WHAT IS NEEDED: Extract every line of the items that contains the string "church", treating uppercase and lowercase letters as different.

□ □ □ □ □

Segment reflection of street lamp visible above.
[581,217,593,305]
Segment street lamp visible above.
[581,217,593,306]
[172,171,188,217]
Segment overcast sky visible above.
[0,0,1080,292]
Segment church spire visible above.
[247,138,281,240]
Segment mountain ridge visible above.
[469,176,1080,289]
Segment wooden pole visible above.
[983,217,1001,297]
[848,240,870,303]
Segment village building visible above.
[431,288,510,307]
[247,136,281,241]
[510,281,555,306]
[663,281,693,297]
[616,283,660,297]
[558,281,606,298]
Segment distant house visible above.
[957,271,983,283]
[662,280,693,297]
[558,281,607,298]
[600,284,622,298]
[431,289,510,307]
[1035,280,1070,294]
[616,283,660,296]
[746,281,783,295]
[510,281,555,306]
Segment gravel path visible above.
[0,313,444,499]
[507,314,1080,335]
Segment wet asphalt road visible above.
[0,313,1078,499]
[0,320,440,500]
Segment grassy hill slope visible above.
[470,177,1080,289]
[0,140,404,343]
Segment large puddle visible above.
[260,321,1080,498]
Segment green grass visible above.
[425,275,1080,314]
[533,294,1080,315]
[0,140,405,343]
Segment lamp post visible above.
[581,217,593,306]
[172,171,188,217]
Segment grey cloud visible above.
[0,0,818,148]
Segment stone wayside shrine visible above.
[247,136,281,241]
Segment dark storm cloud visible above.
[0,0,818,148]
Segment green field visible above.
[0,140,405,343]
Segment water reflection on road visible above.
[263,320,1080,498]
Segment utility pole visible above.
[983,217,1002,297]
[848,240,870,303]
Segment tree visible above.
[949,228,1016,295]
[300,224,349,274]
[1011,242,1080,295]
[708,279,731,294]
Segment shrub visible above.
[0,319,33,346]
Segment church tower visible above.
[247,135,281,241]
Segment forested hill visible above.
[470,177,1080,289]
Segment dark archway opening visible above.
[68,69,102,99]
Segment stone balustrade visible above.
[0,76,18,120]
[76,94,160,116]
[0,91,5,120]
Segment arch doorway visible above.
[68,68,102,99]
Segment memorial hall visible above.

□ □ □ □ □

RESULT FOR THIS TASK:
Segment church spire visible above.
Segment church tower visible above.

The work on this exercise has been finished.